--- START OF MATERIAL TO PROCESS ---
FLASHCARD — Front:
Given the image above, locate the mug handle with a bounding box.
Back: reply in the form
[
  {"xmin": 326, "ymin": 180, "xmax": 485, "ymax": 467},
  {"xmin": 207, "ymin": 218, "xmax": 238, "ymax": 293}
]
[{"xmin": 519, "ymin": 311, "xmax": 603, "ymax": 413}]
--- END OF MATERIAL TO PROCESS ---
--- START OF MATERIAL TO PROCESS ---
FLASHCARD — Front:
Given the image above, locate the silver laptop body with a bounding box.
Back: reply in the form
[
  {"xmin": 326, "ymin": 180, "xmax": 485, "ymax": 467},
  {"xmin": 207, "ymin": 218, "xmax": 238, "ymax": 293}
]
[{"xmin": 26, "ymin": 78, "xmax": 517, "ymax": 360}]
--- END OF MATERIAL TO PROCESS ---
● BRIEF
Please find each line in the records above that contains the word "bounding" and copy it out in full. Case counts, so match capital and lowercase letters.

● FULL RESPONSE
Given the image above, locate the mug handle with a bounding box.
Given the image above, locate the silver laptop body with a bounding box.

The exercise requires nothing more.